■ **PROBLEM**: Write out the following lines exactly as they appear, omitting the pictures from your answer.

[Image annotation data]
------------

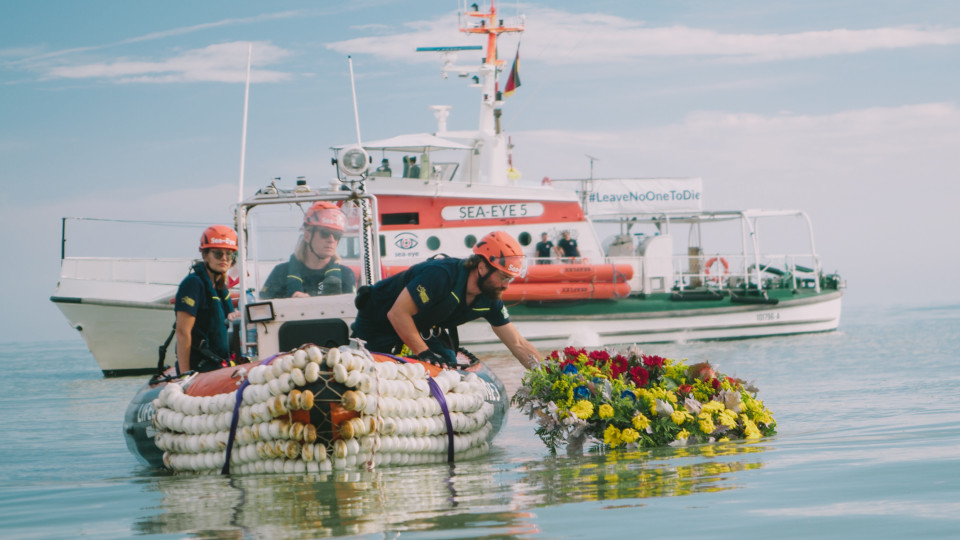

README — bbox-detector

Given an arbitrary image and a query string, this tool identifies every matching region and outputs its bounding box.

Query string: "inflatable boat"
[123,342,509,474]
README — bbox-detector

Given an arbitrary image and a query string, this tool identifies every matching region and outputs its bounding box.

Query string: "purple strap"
[427,377,453,463]
[220,354,280,474]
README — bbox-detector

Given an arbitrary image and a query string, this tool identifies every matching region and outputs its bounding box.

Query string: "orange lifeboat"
[503,282,630,302]
[514,264,633,283]
[381,264,633,283]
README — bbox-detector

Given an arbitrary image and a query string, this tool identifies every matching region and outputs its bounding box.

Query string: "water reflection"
[135,443,766,538]
[517,443,766,506]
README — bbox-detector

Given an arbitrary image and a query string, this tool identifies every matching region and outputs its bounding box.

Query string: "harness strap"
[427,377,453,463]
[380,353,453,463]
[157,321,180,375]
[220,354,280,475]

------------

■ **TASK RESULT**:
README — bbox-detector

Given an arbitrary image and a query string, this tool identifies every matching region and outputs its bounding box.

Query string: "inflatable boat"
[123,342,509,474]
README — bbox-detector

Given an arbitrary image and a query string, this tool identifies every matching region and outputs its bounding box.

Query string: "purple strap"
[427,377,453,463]
[220,354,280,474]
README — bbox-detector

Given an arbitrary image and a query string, this tool identifies every matching region and outputs its bounding box.

Query string: "orange lifeboat"
[503,282,630,302]
[514,264,633,283]
[381,264,633,283]
README — bbox-detector

Given an arbitrary image and a query string, this tool identifies every matching region and outputs its bounding box.

Query string: "water reflection"
[135,443,766,538]
[517,443,766,506]
README — bbox-detector

Given an arbitrary image and a query string, this tool identifies every matching region and outputs its bounding box.

Query string: "harness strap"
[427,377,453,463]
[380,353,453,463]
[157,321,180,375]
[220,354,280,475]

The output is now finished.